WHAT NEEDS TO BE DONE -> Look through the records, and wherever the string "suit" turns up, copy out that line.

GIVEN INFORMATION ->

※

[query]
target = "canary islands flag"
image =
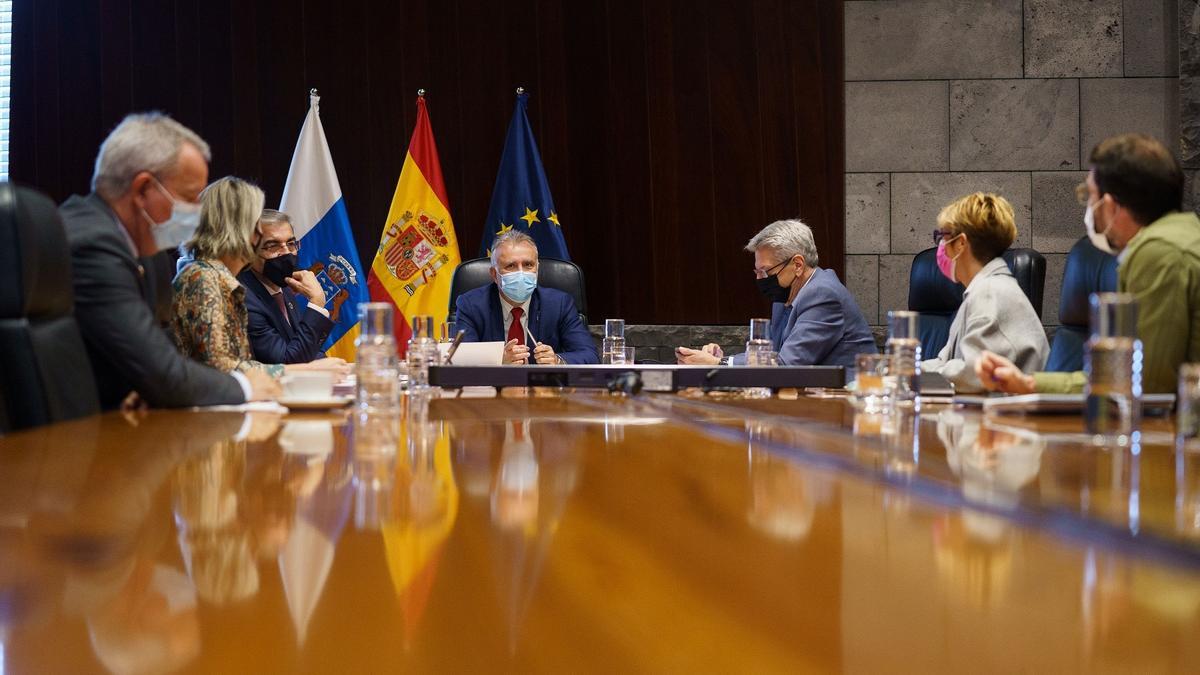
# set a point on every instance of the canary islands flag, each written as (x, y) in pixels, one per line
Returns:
(521, 198)
(418, 251)
(312, 198)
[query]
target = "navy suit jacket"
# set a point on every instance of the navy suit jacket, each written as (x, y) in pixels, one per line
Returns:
(822, 327)
(271, 338)
(552, 320)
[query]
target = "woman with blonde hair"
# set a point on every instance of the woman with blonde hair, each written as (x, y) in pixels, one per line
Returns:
(209, 310)
(995, 315)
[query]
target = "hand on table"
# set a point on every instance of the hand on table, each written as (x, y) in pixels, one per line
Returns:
(545, 354)
(997, 374)
(515, 352)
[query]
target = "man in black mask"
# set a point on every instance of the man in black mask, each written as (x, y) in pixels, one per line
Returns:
(814, 318)
(281, 330)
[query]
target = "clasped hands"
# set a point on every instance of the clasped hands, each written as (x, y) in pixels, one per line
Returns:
(516, 352)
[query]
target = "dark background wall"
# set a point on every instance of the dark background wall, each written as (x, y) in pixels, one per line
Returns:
(670, 131)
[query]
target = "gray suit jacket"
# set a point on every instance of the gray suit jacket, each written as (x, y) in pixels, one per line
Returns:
(995, 315)
(127, 347)
(822, 326)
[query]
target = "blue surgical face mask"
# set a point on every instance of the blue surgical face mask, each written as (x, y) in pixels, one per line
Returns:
(179, 227)
(517, 286)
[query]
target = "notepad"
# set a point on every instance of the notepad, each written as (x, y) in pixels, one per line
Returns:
(475, 353)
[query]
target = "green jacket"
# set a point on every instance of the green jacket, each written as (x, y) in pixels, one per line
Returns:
(1162, 269)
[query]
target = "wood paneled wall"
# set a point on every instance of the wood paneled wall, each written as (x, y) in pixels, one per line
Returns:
(671, 131)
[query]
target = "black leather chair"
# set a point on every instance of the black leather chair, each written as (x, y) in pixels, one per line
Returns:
(1089, 270)
(937, 298)
(552, 273)
(46, 372)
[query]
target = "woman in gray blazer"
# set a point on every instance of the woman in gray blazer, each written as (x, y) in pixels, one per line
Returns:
(995, 315)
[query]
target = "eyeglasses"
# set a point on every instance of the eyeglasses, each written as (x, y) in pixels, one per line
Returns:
(292, 245)
(939, 234)
(766, 273)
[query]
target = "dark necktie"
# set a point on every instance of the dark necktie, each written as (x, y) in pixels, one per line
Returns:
(283, 306)
(515, 332)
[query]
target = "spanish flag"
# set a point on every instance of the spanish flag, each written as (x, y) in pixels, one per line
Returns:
(419, 250)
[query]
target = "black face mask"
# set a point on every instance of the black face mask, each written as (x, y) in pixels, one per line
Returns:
(280, 268)
(769, 287)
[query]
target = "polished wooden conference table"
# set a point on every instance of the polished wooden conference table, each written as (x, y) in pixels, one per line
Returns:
(579, 531)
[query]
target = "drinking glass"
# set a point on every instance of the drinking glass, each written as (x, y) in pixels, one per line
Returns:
(904, 348)
(612, 347)
(870, 381)
(1113, 363)
(377, 365)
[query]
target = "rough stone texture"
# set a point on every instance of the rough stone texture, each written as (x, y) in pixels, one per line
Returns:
(909, 40)
(863, 281)
(893, 285)
(1151, 39)
(1057, 216)
(1192, 190)
(897, 126)
(868, 213)
(918, 197)
(1189, 82)
(1073, 39)
(1014, 124)
(1109, 107)
(1053, 288)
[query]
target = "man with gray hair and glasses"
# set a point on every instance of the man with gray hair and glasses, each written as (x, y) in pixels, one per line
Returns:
(145, 186)
(814, 318)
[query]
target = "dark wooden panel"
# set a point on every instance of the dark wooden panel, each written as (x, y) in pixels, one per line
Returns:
(670, 131)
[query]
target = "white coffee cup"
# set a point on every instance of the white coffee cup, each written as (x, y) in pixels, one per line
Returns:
(309, 384)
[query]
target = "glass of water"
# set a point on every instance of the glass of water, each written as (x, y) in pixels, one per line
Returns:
(1113, 365)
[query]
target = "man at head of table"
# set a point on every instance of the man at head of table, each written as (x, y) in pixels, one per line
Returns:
(1133, 198)
(533, 321)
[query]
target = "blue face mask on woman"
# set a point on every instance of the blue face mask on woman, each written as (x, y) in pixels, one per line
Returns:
(517, 286)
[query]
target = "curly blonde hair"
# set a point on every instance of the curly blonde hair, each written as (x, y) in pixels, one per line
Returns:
(229, 211)
(987, 220)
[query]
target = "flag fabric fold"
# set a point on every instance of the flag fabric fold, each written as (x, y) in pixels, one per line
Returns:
(312, 198)
(521, 198)
(418, 250)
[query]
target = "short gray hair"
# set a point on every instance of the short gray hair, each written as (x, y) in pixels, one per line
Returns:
(511, 238)
(142, 142)
(789, 238)
(271, 216)
(229, 210)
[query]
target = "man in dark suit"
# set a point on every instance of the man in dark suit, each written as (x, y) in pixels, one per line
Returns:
(537, 322)
(280, 330)
(145, 187)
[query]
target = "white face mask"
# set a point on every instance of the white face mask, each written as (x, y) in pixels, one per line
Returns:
(179, 226)
(1097, 239)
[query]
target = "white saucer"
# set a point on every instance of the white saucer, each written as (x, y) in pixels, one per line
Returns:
(317, 404)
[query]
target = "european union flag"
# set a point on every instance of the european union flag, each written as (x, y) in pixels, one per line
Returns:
(521, 198)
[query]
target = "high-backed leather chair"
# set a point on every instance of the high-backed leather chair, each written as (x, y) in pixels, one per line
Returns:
(937, 298)
(552, 273)
(1087, 270)
(47, 376)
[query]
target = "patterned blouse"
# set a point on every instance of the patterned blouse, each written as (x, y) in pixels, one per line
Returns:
(209, 318)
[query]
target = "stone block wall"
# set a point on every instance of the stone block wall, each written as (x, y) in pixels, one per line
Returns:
(946, 97)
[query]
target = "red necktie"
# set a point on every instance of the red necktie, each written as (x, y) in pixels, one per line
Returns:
(283, 306)
(515, 332)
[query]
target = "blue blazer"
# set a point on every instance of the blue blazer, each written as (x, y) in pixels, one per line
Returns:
(822, 327)
(552, 320)
(271, 338)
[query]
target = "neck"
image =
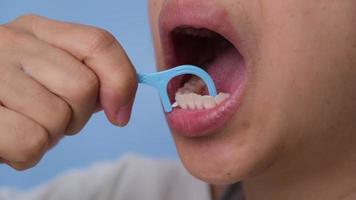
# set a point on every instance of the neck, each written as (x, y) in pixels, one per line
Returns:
(327, 173)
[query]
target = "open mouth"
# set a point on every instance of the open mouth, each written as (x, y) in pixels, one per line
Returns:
(195, 40)
(204, 48)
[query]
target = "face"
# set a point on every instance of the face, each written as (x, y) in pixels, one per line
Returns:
(289, 67)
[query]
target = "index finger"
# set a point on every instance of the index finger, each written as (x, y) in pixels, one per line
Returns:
(100, 51)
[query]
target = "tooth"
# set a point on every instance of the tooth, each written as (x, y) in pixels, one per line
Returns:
(180, 101)
(208, 102)
(221, 97)
(190, 102)
(198, 102)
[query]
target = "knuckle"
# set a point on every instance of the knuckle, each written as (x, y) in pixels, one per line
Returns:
(34, 143)
(29, 17)
(85, 86)
(21, 166)
(6, 35)
(11, 38)
(127, 83)
(98, 40)
(61, 118)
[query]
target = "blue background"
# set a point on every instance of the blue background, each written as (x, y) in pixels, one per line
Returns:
(147, 134)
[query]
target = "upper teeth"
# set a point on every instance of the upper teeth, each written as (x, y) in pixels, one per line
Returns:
(187, 97)
(197, 32)
(194, 101)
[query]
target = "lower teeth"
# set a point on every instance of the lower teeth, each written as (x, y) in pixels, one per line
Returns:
(188, 98)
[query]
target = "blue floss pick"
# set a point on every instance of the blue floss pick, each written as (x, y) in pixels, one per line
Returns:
(160, 80)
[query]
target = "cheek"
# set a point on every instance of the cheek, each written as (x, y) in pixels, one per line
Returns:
(155, 7)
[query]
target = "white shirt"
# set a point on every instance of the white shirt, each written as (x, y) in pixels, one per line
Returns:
(131, 178)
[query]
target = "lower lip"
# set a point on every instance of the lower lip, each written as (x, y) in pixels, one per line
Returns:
(204, 123)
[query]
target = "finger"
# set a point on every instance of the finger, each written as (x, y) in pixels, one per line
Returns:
(21, 139)
(63, 75)
(24, 95)
(99, 50)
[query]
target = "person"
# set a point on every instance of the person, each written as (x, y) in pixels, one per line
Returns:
(287, 130)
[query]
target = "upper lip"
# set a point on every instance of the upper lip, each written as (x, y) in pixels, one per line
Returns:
(182, 13)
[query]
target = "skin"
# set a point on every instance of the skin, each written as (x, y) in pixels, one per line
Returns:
(53, 76)
(293, 137)
(301, 62)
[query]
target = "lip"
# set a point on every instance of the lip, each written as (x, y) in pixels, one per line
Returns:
(199, 14)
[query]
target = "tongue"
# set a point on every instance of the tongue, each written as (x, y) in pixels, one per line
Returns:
(227, 70)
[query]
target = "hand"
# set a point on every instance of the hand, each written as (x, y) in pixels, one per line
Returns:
(53, 76)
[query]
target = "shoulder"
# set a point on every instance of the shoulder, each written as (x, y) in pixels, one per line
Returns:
(132, 177)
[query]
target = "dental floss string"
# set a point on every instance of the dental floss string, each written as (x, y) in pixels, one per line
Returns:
(160, 81)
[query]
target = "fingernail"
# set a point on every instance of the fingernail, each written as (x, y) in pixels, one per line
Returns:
(123, 115)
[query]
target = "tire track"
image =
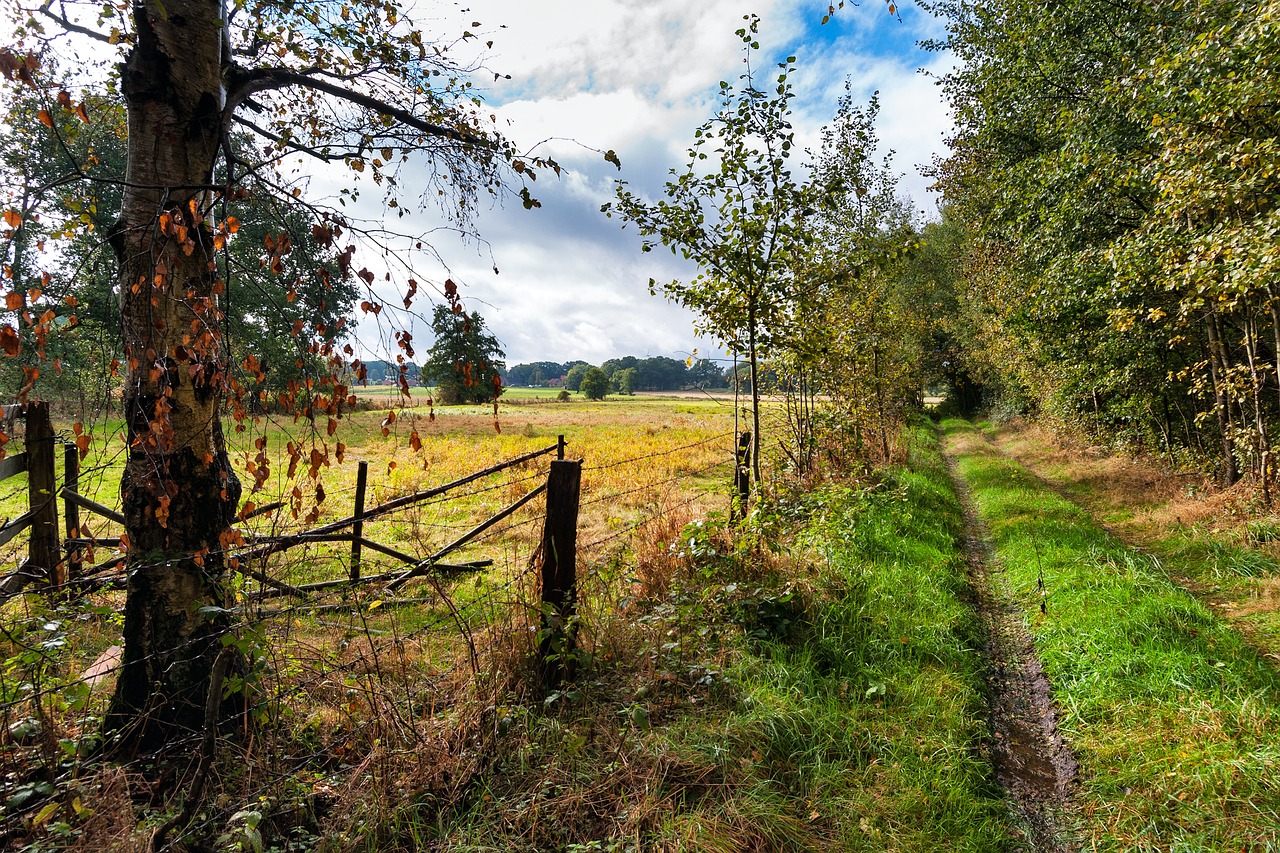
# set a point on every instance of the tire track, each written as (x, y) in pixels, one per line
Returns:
(1032, 761)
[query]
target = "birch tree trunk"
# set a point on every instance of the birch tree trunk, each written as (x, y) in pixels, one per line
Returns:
(179, 493)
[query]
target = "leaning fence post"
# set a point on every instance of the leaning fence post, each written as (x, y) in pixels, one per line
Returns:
(71, 510)
(357, 529)
(560, 569)
(44, 550)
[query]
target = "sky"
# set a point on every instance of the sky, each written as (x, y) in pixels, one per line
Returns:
(580, 77)
(638, 77)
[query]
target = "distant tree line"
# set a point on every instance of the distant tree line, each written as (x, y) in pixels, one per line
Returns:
(625, 375)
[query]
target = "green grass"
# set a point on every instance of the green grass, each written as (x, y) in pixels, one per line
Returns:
(823, 696)
(1173, 717)
(867, 711)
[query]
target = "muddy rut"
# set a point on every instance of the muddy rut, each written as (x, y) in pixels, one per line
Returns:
(1031, 758)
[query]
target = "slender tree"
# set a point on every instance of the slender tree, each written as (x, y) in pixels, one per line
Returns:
(735, 210)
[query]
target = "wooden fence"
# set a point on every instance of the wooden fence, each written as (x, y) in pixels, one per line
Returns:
(60, 565)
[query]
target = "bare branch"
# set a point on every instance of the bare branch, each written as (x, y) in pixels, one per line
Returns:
(246, 83)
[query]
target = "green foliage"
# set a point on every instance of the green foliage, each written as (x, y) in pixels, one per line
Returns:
(574, 378)
(625, 381)
(1116, 172)
(735, 210)
(594, 383)
(1161, 701)
(465, 360)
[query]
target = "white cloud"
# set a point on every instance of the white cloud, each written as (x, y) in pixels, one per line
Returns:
(638, 76)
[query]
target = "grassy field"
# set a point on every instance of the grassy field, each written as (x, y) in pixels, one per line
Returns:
(809, 680)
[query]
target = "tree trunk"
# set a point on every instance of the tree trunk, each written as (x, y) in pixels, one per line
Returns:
(1220, 372)
(178, 489)
(755, 389)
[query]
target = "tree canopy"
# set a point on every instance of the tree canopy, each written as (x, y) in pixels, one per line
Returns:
(465, 363)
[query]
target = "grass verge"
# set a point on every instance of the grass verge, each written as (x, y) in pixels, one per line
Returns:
(1171, 715)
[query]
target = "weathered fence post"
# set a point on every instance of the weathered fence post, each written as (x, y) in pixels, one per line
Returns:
(44, 552)
(741, 477)
(357, 529)
(71, 510)
(560, 570)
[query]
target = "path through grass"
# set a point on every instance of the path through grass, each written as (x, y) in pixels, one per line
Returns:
(1173, 717)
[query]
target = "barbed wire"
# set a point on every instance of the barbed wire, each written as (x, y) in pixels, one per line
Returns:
(327, 664)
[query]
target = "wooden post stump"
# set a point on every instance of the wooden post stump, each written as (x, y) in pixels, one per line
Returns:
(560, 571)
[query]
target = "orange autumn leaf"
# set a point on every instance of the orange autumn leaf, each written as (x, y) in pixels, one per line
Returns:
(9, 341)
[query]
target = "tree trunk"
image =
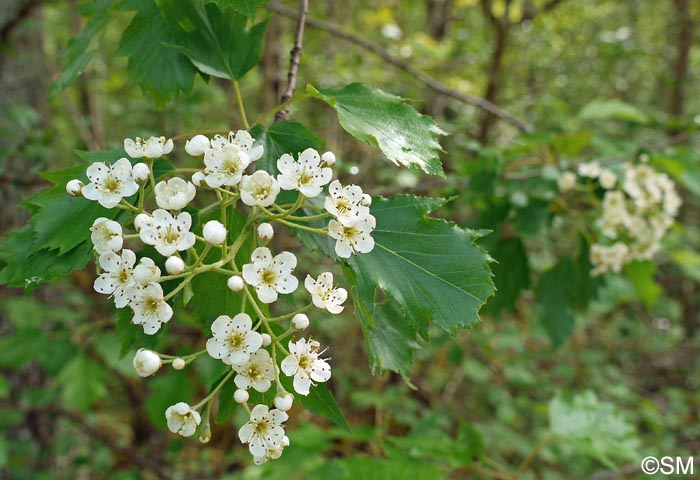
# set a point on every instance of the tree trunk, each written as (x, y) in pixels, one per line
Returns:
(493, 87)
(684, 24)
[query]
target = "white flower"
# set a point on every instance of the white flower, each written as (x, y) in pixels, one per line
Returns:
(259, 188)
(214, 232)
(150, 310)
(567, 181)
(234, 339)
(117, 278)
(258, 372)
(264, 431)
(146, 362)
(306, 175)
(182, 419)
(142, 220)
(146, 272)
(304, 364)
(74, 187)
(265, 232)
(345, 203)
(167, 233)
(235, 283)
(109, 184)
(607, 179)
(272, 453)
(174, 265)
(271, 276)
(356, 239)
(141, 173)
(106, 235)
(197, 145)
(154, 147)
(174, 194)
(225, 165)
(324, 294)
(590, 169)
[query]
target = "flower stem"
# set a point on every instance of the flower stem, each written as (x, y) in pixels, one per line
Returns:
(241, 108)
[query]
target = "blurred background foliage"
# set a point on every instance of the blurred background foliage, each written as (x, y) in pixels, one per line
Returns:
(566, 377)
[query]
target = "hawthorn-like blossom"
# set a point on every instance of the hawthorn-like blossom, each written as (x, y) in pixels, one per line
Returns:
(269, 275)
(154, 147)
(352, 240)
(306, 174)
(182, 419)
(174, 194)
(345, 203)
(150, 309)
(117, 279)
(106, 235)
(167, 233)
(110, 183)
(260, 188)
(258, 372)
(234, 339)
(324, 294)
(272, 453)
(264, 431)
(225, 165)
(305, 365)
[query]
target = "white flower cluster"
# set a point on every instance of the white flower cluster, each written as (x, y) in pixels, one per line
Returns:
(638, 208)
(245, 344)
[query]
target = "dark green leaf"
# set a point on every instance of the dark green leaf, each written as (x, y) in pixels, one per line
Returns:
(159, 70)
(217, 43)
(244, 7)
(377, 118)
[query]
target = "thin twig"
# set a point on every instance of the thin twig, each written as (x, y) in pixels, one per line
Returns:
(423, 77)
(294, 59)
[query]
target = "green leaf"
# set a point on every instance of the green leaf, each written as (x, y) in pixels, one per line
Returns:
(83, 383)
(282, 137)
(244, 7)
(511, 274)
(613, 110)
(377, 118)
(562, 288)
(217, 43)
(594, 428)
(641, 275)
(431, 268)
(143, 42)
(81, 47)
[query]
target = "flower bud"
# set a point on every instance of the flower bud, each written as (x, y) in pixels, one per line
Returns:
(300, 321)
(265, 232)
(235, 283)
(174, 265)
(198, 178)
(146, 272)
(142, 220)
(328, 158)
(146, 362)
(197, 145)
(74, 188)
(214, 232)
(140, 173)
(179, 364)
(284, 401)
(240, 396)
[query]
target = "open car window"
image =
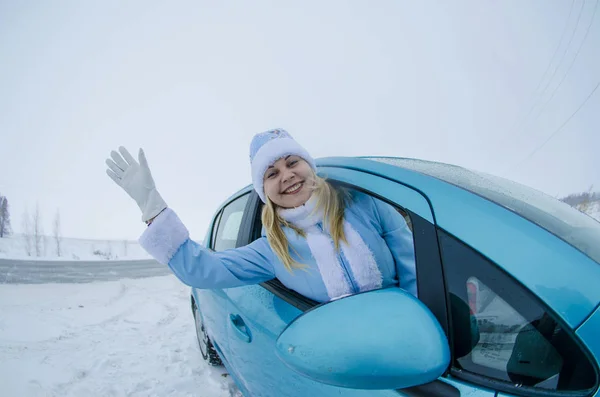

※

TASK RESULT ->
target = "navy suit jacket"
# set a point on every instance of the navy suit jacket, each written as (x, y) in pixels, one per line
target = "gray suit jacket"
# set a point on every instance of the gray suit jacket, each written as (x, y) in pixels, one per line
target = "man in dark suit"
# set a point on every instance of the man in dark suit, each written as (x, y) in pixels, one per line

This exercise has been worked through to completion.